Reproduce word for word the part of the material that opens with the line containing "[segment] purple jersey" and runs through the final line of the material, including both ends.
# # # # # # #
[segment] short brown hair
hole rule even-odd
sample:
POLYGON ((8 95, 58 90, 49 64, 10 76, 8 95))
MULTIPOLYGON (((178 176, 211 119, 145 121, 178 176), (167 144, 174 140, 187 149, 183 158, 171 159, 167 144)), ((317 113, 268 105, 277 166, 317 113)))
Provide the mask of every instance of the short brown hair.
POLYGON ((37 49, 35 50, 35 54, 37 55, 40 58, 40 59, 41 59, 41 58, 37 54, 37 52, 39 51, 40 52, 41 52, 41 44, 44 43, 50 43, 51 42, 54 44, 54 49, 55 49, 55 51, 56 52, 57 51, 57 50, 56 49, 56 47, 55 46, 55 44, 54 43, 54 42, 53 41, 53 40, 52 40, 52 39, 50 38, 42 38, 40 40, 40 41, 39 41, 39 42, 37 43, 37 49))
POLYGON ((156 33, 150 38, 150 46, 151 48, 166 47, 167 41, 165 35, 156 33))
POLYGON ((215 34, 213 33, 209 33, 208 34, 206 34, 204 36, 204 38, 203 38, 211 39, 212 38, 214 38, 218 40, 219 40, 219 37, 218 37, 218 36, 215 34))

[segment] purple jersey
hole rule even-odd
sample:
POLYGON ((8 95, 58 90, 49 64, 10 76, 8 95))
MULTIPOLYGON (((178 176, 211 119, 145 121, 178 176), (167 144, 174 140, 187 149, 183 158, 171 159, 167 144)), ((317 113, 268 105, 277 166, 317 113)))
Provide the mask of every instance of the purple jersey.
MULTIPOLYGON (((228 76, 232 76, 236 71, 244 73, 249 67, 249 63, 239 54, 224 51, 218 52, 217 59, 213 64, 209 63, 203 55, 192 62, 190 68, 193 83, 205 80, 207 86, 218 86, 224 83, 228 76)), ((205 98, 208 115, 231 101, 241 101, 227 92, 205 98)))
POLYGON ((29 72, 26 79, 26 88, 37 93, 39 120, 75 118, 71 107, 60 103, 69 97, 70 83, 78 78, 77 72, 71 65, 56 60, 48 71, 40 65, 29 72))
# # # # # # #
▶ [REPLY TO THE TASK]
[segment] purple jersey
hole rule even-odd
sample:
POLYGON ((8 95, 58 90, 49 64, 10 76, 8 95))
MULTIPOLYGON (((178 176, 211 119, 145 121, 178 176), (167 144, 174 140, 187 149, 183 158, 171 159, 167 144)), ((317 113, 268 105, 277 166, 317 113)))
Provide the mask of every instance of the purple jersey.
MULTIPOLYGON (((228 76, 232 76, 236 71, 244 73, 249 67, 249 63, 239 54, 224 51, 218 52, 217 59, 213 64, 209 63, 203 55, 192 62, 190 68, 193 83, 205 80, 207 86, 218 86, 224 83, 228 76)), ((205 98, 208 115, 231 101, 241 101, 227 92, 205 98)))
POLYGON ((29 72, 26 79, 26 88, 37 93, 39 120, 75 118, 71 107, 60 103, 69 97, 70 83, 78 78, 77 72, 71 65, 56 60, 48 71, 40 65, 29 72))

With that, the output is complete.